## Reading text
Start of Block
# One Piece Discussion Thread



## daniel0731ex (Apr 10, 2011)

I search and didn't find any similar threads, soo...

One Piece, yay!

I'll start: What's your favorite character in the manga?

I <3 Jinbe, he's so cuuuute.
He's my #1 favorite now, ever since Chopper became a shameless commercial mascot (I actually preferred the less chibi, naive toddler design in the old days, as opposed to the annoyingly stupid racoon we have currently)

Some pictures of this character, for those of you who don't know:


Soo CUTE <3







AWWWWWWWW...






Chubby guy


----------



## JyH (Apr 10, 2011)

I used to watch One Piece, like 3-4 years ago, I liked the Chopper, the Reindeer.


----------



## Edward (Apr 10, 2011)

olook anime

One piece but is part of the big 3, so I've been told to hate it.
That is all





Still <3


----------



## daniel0731ex (Apr 10, 2011)

Edward said:


> olook anime


 
Not the anime, but the manga is what I'm talking about.
The anime is crap.


Oh and, English dub sucks.

EDIT: woah that English OP you posted is epic.


----------



## ~Phoenix Death~ (Apr 10, 2011)

I wuv the intro song <3


----------



## Edward (Apr 10, 2011)

daniel0731ex said:


> Not the anime, but the manga is what I'm talking about.
> The anime is crap.
> 
> 
> ...


 
Oh. I didn't read the OP post :T

afaik, english dub DID suck, but someone else took it over, and now it's not that bad


----------



## daniel0731ex (Apr 10, 2011)

Edward said:


> Oh. I didn't read the OP post :T
> 
> afaik, english dub DID suck, but someone else took it over, and now it's not that bad


 
Oh really? What's the most recent dubbed episode now then?

BTW, who's your favorite character?
Fo some reason, people find me weird for thinking Jinbe is cute
Is that really so?


----------



## Chuck (Apr 10, 2011)

Not really a character, but I love the Thousand Sunny! It's just EPIC :tu







Oh and recently I got the rare Bandai Candy Toys figure and made an unboxing video.
It's in Indonesian, though.


----------



## Edward (Apr 10, 2011)

daniel0731ex said:


> Oh really? What's the most recent dubbed episode now then?
> 
> BTW, who's your favorite character?
> Fo some reason, people find me weird for thinking Jinbe is cute
> Is that really so?


 
Eh, I don't really watch/read one piece. Not much for shonen type stuff like this. I just hear about it every now and then because of /a/


----------



## Chuck (Apr 10, 2011)
End of Block
## Exercise goal
Answer these questions about the forum thread:
1. Which character does daniel0731ex name as a favorite?
2. Which character did JyH like when watching One Piece 3-4 years earlier?
3. What does Chuck say he loves, even though it is not really a character?

## Dataset content
Start of Block
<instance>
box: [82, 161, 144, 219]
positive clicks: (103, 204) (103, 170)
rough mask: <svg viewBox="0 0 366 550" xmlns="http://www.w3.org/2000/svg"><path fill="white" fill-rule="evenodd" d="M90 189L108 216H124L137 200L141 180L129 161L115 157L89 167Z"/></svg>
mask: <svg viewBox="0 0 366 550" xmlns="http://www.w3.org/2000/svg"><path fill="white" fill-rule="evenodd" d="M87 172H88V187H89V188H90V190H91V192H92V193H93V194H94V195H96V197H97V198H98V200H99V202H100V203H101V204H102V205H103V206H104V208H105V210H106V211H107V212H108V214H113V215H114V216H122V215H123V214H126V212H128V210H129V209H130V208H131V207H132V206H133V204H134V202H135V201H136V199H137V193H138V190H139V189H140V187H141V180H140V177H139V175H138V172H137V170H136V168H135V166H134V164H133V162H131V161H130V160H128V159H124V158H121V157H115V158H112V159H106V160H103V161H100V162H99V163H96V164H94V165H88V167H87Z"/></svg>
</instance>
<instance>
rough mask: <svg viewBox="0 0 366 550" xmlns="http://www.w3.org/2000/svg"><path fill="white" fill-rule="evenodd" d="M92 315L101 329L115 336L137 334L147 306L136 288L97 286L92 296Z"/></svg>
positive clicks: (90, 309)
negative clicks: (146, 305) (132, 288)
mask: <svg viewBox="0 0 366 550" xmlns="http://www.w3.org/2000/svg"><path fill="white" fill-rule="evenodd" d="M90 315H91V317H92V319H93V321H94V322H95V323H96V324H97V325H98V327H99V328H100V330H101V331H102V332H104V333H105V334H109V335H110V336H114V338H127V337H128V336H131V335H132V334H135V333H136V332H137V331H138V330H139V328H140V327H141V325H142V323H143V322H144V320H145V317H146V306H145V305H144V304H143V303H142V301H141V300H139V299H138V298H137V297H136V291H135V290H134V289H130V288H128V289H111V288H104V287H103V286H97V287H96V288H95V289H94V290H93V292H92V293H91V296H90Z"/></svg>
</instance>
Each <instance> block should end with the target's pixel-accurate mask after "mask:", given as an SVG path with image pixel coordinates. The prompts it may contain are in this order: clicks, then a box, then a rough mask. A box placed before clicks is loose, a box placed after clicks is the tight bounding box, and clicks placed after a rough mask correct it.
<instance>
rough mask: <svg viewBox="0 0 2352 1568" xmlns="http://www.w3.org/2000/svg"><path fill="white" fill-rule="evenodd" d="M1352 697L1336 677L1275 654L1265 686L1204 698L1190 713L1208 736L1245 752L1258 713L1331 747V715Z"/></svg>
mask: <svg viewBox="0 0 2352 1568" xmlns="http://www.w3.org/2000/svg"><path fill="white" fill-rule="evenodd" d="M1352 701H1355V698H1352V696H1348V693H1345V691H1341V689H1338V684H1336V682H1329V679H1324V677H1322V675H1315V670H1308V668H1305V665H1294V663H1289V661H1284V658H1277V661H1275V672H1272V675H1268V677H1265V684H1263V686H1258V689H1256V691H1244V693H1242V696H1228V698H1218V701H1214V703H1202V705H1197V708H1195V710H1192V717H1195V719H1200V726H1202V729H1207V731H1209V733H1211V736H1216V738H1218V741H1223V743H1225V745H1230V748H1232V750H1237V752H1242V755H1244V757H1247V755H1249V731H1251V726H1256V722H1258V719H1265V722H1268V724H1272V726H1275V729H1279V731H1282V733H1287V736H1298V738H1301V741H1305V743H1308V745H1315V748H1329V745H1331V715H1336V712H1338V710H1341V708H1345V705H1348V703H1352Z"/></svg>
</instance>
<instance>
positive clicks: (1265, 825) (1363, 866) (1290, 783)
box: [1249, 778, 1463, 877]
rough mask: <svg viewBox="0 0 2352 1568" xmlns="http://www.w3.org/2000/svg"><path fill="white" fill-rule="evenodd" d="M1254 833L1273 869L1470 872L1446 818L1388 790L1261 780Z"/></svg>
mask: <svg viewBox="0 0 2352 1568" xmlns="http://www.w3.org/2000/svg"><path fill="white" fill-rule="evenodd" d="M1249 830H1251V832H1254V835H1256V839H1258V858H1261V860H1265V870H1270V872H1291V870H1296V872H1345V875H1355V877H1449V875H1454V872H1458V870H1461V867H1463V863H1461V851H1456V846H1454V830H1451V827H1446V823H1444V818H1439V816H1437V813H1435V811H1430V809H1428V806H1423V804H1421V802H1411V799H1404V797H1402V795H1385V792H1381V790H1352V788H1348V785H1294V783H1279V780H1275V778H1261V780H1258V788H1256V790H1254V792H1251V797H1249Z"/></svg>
End of Block
## Answer for the task
1. Jinbe.
2. Chopper, the reindeer.
3. The Thousand Sunny.